• **DATA RECORDS**:
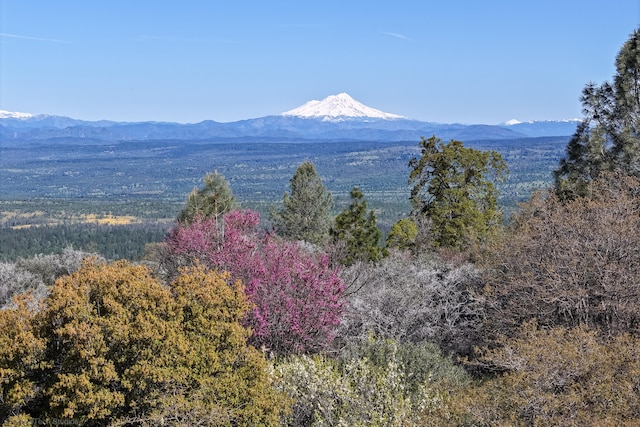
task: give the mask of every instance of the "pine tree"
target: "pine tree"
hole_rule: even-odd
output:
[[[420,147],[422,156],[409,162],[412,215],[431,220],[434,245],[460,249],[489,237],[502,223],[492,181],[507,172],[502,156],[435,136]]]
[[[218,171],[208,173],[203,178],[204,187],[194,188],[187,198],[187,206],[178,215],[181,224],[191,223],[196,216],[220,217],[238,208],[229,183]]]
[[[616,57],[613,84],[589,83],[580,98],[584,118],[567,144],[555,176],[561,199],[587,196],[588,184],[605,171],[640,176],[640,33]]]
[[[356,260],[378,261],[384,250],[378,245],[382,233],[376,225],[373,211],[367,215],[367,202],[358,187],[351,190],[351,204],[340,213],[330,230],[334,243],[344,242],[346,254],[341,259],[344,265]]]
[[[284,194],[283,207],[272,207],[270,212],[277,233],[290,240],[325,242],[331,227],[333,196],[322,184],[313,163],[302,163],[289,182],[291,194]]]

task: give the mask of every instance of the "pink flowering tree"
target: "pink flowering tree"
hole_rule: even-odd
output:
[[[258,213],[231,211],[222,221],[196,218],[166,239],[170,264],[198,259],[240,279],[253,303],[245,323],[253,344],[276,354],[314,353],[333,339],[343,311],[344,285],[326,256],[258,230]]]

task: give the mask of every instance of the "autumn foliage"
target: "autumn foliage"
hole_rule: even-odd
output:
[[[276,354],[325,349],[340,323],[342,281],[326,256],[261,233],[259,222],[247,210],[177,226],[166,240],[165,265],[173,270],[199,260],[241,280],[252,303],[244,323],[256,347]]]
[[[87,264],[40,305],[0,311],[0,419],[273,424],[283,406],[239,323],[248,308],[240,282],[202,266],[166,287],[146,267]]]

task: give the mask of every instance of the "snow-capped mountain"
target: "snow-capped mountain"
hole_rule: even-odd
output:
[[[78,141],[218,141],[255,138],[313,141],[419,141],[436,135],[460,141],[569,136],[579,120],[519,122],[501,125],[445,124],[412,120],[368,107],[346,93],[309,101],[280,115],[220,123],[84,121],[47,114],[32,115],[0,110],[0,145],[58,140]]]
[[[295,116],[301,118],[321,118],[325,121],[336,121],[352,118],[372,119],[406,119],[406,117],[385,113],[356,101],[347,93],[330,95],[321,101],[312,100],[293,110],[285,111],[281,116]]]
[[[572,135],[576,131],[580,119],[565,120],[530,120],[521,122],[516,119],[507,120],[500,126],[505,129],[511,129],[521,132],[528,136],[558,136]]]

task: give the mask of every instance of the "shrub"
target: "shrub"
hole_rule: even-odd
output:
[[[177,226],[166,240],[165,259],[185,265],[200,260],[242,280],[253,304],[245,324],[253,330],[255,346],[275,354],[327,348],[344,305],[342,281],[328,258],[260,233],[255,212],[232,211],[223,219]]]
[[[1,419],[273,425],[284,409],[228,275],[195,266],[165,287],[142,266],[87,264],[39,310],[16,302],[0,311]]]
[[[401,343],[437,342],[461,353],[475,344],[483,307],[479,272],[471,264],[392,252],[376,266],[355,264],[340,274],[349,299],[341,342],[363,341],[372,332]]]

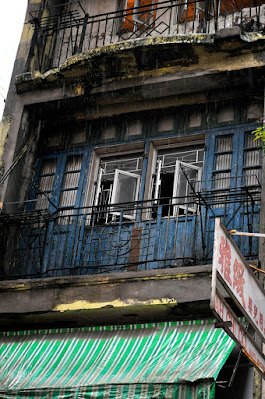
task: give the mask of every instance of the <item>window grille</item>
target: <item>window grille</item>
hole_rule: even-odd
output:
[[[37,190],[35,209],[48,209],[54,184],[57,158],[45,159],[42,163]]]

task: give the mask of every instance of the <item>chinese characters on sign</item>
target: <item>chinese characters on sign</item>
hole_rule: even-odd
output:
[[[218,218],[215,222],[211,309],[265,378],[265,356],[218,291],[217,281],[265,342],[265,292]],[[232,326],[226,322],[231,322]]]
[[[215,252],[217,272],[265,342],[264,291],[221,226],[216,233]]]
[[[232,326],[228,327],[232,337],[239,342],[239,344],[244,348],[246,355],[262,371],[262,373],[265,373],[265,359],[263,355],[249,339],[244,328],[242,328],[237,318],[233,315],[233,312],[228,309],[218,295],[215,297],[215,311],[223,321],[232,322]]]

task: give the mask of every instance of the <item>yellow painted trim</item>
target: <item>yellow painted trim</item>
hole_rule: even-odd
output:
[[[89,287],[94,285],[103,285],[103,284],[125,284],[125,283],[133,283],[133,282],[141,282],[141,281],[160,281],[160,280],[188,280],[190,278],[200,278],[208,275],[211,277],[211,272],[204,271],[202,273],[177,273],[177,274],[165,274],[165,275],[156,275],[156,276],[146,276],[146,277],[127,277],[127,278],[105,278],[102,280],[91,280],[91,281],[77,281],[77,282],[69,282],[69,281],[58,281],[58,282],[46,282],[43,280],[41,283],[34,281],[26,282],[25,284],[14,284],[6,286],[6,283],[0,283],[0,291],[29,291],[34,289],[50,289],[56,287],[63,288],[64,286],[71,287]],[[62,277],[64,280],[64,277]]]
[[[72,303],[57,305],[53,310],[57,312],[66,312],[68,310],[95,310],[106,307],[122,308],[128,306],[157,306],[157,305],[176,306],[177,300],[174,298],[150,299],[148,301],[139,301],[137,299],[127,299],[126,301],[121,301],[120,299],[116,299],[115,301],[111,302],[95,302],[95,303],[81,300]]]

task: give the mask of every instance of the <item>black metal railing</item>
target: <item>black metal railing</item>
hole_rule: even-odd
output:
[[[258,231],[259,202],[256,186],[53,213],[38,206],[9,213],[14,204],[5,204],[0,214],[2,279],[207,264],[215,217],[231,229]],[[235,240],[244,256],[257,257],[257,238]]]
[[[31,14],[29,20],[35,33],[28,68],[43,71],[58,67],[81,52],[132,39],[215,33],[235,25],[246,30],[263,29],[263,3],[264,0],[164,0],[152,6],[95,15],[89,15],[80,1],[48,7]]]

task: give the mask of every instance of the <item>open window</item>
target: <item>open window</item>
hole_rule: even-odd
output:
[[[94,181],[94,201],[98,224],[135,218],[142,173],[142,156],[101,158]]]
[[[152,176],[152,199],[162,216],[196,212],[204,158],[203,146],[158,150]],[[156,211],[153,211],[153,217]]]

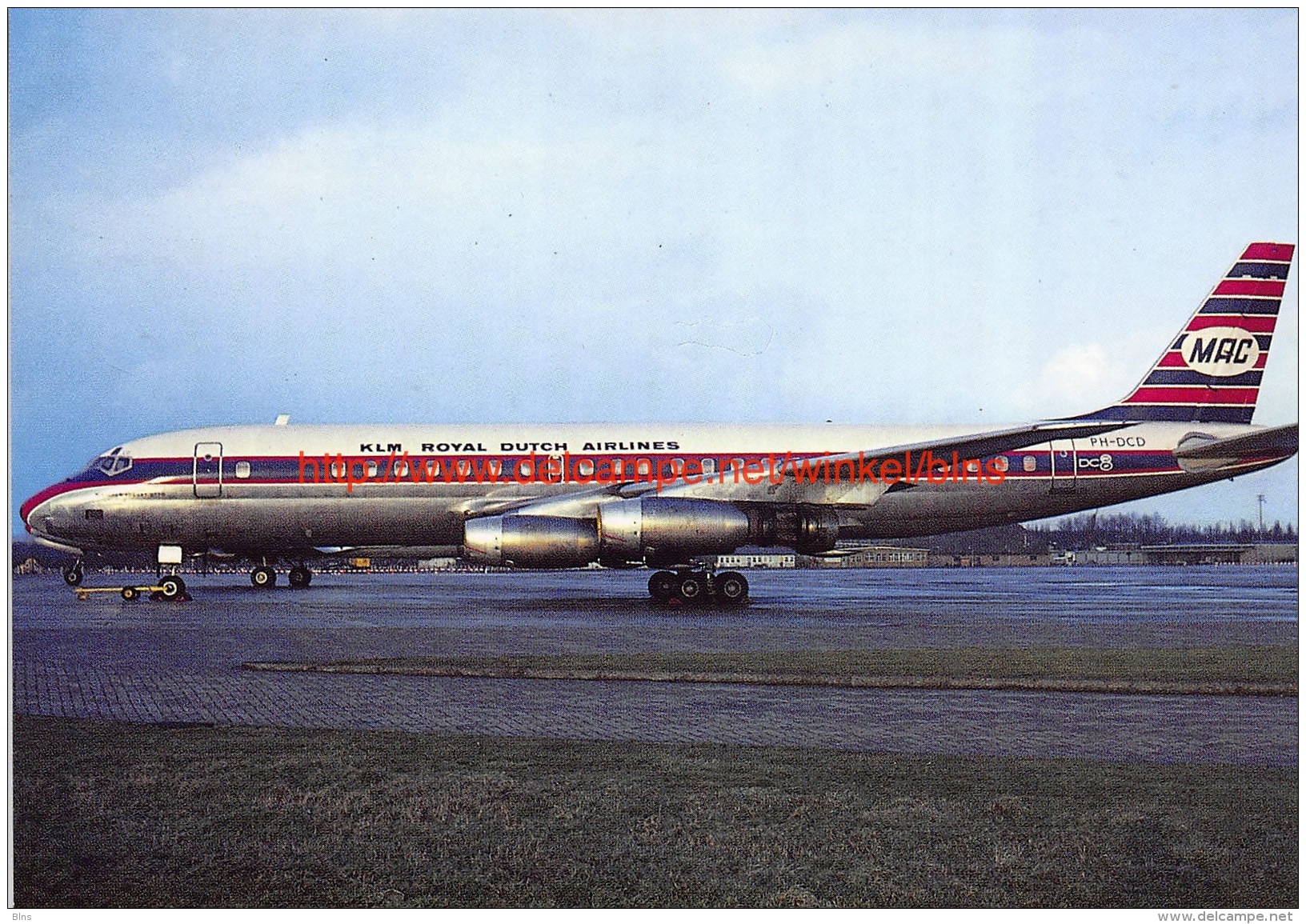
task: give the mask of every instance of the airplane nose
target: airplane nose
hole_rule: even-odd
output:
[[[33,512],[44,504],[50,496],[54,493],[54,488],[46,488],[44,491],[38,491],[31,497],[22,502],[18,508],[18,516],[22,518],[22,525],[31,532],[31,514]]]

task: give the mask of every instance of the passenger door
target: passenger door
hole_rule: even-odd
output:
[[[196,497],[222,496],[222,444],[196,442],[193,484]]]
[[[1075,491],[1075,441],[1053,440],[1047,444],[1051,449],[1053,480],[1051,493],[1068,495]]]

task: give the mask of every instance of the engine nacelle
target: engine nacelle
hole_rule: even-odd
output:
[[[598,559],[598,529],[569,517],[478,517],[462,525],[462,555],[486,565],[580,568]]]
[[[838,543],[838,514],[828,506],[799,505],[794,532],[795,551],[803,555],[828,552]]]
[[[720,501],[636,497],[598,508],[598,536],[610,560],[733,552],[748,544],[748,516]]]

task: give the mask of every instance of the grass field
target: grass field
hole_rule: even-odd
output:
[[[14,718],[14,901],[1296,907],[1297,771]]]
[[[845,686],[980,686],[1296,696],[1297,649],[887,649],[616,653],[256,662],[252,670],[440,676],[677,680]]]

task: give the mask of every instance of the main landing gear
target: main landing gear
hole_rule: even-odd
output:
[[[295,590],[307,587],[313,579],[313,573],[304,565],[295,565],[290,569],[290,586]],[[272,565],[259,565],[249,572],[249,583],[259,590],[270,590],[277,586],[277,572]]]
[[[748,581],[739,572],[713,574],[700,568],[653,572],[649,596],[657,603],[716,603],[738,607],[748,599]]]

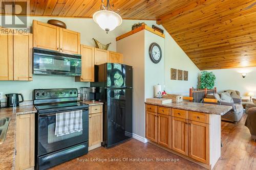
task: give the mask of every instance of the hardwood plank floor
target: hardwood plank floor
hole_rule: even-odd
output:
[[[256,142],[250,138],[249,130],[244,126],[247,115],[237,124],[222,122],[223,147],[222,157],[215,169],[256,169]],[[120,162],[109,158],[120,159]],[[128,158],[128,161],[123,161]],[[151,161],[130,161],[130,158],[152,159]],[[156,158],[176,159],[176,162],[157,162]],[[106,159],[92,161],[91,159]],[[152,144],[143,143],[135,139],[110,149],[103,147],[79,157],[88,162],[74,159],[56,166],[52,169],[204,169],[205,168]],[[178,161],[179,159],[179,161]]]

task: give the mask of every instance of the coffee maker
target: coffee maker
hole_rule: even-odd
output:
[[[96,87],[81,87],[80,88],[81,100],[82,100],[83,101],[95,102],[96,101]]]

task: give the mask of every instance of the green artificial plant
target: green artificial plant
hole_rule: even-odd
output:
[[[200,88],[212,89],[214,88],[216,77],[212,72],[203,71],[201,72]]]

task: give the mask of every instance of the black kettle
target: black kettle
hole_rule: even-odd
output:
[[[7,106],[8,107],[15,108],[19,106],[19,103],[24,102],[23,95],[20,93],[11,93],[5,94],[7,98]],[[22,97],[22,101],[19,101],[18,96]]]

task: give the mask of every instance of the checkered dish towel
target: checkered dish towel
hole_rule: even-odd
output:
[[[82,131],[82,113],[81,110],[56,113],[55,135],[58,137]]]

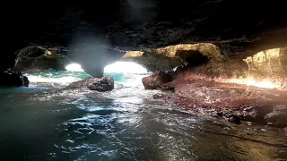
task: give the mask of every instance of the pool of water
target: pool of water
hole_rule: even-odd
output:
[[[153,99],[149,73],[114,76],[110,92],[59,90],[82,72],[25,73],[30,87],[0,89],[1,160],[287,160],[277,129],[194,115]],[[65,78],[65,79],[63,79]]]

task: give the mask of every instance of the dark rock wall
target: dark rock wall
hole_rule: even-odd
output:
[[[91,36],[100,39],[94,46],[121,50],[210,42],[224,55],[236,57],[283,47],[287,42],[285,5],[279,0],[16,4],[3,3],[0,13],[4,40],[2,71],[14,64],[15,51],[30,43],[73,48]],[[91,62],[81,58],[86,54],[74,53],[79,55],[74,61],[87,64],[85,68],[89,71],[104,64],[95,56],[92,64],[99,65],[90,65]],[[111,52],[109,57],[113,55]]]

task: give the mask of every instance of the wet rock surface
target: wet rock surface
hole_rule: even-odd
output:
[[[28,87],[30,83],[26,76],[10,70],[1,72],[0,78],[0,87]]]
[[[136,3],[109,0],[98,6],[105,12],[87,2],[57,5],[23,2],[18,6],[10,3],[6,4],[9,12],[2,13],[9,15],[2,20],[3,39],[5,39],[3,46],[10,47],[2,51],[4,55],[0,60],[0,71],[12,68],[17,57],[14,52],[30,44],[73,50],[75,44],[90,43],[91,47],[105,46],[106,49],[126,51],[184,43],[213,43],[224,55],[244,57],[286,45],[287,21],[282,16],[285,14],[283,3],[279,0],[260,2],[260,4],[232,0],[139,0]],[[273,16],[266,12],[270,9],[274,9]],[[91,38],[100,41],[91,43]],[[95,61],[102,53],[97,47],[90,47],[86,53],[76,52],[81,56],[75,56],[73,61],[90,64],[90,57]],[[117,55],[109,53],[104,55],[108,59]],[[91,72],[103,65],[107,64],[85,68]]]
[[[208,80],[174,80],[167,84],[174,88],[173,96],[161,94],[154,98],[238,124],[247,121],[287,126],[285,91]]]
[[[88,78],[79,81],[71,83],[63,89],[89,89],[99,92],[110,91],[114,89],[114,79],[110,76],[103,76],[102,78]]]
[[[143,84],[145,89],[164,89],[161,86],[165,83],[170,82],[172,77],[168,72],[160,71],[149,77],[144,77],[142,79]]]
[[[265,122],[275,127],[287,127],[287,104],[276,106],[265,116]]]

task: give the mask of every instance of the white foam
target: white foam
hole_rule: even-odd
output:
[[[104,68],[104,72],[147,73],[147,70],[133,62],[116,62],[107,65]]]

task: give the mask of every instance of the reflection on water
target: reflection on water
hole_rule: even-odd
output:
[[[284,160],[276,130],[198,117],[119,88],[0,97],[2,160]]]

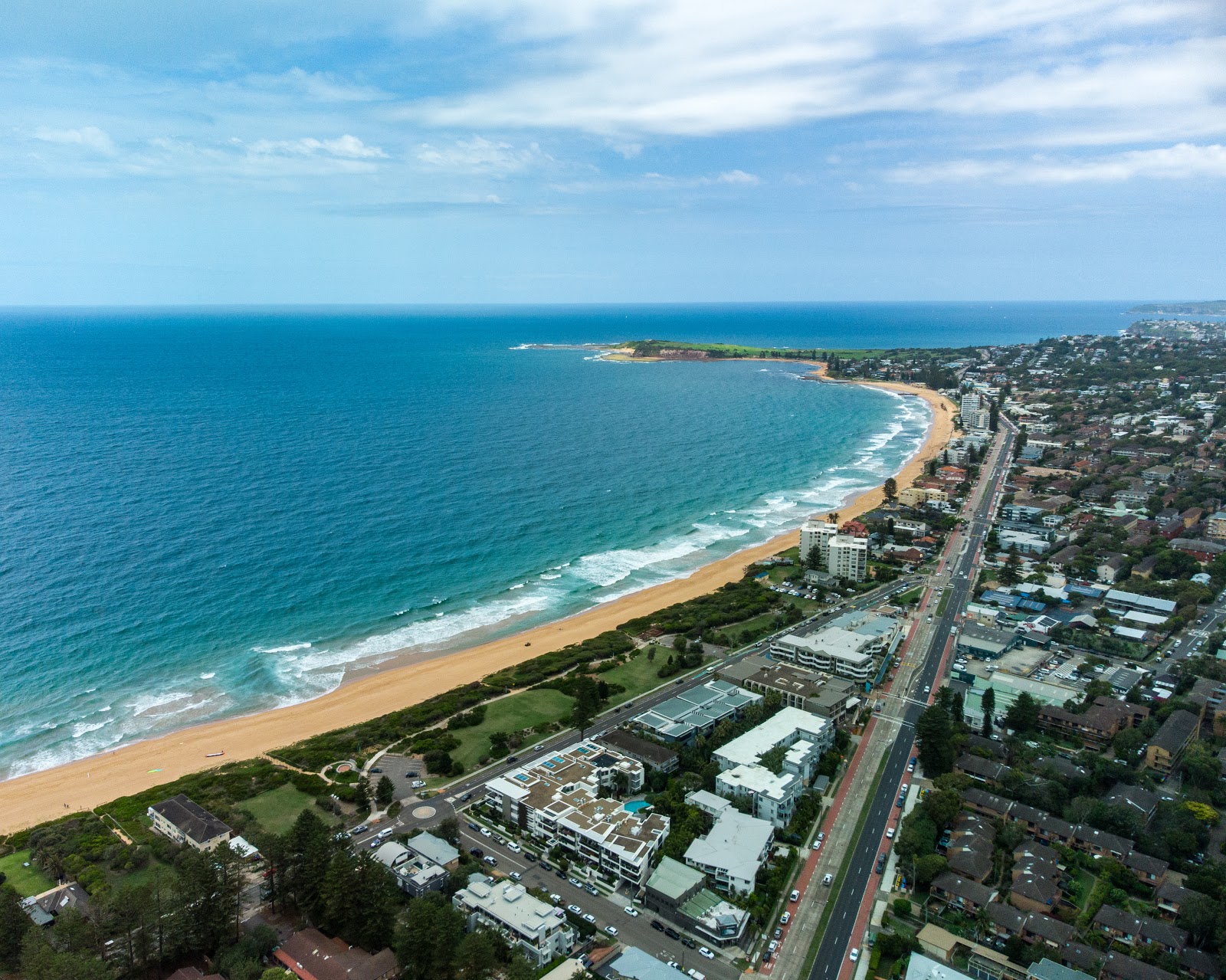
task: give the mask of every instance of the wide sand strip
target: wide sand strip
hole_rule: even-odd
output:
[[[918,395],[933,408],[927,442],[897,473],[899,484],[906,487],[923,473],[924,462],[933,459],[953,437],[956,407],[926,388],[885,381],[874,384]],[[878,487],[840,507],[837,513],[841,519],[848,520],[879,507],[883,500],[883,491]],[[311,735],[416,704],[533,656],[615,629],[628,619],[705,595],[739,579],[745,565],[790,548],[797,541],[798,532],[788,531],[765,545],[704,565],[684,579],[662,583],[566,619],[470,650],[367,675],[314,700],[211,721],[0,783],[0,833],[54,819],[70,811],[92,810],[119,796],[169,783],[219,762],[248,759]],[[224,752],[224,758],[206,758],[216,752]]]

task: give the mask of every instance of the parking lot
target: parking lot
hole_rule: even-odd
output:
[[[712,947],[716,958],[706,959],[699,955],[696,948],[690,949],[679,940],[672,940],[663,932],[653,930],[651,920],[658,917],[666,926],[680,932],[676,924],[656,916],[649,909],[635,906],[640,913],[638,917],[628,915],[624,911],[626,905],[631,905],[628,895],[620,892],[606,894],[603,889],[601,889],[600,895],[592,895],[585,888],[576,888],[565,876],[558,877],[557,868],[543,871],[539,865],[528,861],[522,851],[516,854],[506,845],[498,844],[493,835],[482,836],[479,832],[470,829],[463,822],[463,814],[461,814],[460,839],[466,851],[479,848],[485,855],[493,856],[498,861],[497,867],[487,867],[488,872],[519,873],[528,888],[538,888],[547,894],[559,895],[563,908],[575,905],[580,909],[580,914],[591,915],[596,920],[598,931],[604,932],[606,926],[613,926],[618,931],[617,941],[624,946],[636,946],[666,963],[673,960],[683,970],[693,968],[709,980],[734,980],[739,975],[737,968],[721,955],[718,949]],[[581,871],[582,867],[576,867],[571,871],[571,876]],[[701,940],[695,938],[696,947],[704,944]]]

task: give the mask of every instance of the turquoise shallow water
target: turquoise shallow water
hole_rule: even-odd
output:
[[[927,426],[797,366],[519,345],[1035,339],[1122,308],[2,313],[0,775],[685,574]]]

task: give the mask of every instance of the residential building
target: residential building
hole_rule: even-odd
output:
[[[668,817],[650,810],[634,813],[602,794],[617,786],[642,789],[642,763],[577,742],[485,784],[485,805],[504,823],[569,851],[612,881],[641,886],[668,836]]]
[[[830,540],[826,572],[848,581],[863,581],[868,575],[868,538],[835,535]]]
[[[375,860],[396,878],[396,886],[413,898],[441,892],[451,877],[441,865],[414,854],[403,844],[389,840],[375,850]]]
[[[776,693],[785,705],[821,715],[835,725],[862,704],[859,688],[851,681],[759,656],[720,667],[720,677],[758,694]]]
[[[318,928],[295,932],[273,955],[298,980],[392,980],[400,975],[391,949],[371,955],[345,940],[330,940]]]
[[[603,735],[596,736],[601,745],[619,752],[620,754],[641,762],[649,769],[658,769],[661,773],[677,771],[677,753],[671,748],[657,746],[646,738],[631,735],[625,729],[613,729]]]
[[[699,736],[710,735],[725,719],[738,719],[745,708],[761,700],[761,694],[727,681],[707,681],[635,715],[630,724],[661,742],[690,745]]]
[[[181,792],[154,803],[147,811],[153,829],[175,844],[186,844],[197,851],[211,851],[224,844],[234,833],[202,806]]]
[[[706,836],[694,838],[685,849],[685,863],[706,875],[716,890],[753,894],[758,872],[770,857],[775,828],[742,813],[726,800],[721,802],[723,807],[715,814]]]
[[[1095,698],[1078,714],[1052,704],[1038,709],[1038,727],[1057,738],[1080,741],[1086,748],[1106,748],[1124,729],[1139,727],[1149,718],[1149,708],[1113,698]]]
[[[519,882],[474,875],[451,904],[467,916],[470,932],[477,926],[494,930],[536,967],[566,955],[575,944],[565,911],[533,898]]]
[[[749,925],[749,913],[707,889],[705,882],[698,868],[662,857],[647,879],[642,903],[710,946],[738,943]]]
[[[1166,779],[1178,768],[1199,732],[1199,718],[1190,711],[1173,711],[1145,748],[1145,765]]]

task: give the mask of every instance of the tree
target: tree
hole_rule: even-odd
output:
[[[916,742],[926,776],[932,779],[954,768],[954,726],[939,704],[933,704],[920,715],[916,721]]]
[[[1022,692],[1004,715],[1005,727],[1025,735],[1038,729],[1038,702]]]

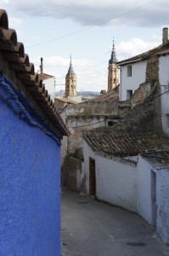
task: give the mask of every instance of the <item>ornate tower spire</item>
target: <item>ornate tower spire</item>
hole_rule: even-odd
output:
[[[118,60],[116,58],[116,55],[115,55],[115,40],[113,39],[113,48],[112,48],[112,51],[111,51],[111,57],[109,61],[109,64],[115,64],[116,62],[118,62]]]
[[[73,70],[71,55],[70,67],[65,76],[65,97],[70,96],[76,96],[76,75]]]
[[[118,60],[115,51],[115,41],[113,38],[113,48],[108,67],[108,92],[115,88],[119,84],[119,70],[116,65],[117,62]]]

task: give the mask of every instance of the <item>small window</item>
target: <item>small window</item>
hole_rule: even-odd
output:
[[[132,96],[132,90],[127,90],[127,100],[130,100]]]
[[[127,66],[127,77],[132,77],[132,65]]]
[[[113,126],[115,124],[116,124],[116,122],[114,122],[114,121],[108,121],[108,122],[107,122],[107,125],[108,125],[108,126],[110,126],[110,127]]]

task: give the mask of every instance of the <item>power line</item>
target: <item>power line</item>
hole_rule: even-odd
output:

• **WHAT YOU SHOULD DO**:
Scale the lines from the one containing "task: give the mask of every instance of the checkered" down to the one containing "[[[82,131],[82,113],[81,110],[56,113],[55,135],[58,137]]]", both included, and write them all out again with the requests unchanged. Multiply every coordinate in the answer outlines by 2.6 and round to whole numbers, with halves rounding up.

• **RESULT BELOW**:
task: give the mask of every instance of the checkered dish towel
target: checkered dish towel
hole_rule: even-odd
output:
[[[213,341],[213,294],[211,286],[146,294],[143,351],[151,356]]]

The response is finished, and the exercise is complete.